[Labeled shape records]
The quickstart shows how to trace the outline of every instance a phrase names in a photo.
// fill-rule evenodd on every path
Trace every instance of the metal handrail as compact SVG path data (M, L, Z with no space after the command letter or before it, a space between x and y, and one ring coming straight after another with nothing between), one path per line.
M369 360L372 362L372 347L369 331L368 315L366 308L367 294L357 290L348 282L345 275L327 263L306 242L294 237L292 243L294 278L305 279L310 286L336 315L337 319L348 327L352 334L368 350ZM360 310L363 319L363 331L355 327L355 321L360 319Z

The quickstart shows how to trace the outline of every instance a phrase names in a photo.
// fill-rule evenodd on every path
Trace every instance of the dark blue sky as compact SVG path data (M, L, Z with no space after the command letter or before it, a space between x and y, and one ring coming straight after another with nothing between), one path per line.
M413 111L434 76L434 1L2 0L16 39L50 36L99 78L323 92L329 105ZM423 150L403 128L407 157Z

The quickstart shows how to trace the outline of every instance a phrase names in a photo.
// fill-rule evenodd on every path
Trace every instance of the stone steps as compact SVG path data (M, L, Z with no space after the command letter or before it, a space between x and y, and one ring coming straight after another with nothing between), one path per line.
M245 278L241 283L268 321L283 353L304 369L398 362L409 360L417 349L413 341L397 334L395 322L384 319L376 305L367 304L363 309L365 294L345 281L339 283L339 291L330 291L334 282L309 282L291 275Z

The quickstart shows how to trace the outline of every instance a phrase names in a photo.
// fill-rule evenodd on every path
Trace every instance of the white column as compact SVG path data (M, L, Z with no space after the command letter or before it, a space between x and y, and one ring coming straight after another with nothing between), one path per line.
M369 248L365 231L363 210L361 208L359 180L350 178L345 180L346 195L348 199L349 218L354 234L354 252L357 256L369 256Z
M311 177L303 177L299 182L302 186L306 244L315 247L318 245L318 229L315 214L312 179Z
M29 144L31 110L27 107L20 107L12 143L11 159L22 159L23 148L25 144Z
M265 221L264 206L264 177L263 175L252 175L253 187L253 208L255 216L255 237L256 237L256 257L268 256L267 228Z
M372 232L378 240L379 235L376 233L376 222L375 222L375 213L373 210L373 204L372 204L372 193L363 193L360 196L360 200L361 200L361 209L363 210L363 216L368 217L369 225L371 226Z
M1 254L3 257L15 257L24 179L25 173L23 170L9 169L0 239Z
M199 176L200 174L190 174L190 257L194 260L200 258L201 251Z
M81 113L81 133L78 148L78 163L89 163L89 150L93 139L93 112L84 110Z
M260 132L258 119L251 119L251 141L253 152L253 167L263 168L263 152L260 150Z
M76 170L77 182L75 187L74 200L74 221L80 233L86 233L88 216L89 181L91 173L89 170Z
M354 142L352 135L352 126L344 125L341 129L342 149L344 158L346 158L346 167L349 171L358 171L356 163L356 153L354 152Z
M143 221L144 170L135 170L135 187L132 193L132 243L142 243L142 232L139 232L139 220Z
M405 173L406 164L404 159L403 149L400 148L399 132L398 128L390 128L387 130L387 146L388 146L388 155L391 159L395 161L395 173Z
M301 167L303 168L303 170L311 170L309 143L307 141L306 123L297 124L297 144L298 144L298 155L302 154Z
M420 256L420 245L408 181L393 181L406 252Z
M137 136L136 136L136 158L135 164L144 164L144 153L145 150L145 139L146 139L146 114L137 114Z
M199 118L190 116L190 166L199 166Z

■ Description of the task ■
Reproduce the records above verbatim from their first line through the line containing "M245 278L241 283L268", including that line.

■ Final result ■
The quickstart shows how to trace the outline of every instance a phrase names in a photo.
// fill-rule evenodd on every path
Trace every instance of the metal handrail as compact SVG path data (M, L, Z with no space after the command letter or before it, a space between x and y, and one ring coming straight after another with nothing between), one path per line.
M369 360L372 362L372 347L369 331L368 315L366 308L367 294L357 290L348 282L345 275L327 263L306 242L294 237L292 243L294 278L305 279L310 286L336 315L337 319L348 327L352 334L368 350ZM360 310L363 319L363 331L355 327L355 321L360 319Z

The quickstart shows how to trace the outline of every instance a phrase names in a photo.
// fill-rule evenodd on every path
Trace every instance of the dark blue sky as compact SVG path data (M, L, Z with no space after the command letter or before it, a space between x and y, and one ring coming straight after another with nothing between), one path per line.
M413 111L434 76L434 1L2 0L16 39L50 36L99 78L323 92L329 105ZM423 150L403 128L407 157Z

The quickstart shows how to trace the outline of every instance a phrase names in a photo.
// fill-rule evenodd on every path
Trace every instance of the stone steps as compact SVG path data (M, L, Z with no space after the command letter or before it, a space between x and y, and one ring coming straight after another with nothing between), one path per line.
M245 278L241 283L268 321L283 353L304 369L398 362L409 360L417 349L413 341L397 334L395 322L384 319L376 305L367 304L363 309L365 294L345 281L339 283L339 291L330 291L334 282L309 282L291 275Z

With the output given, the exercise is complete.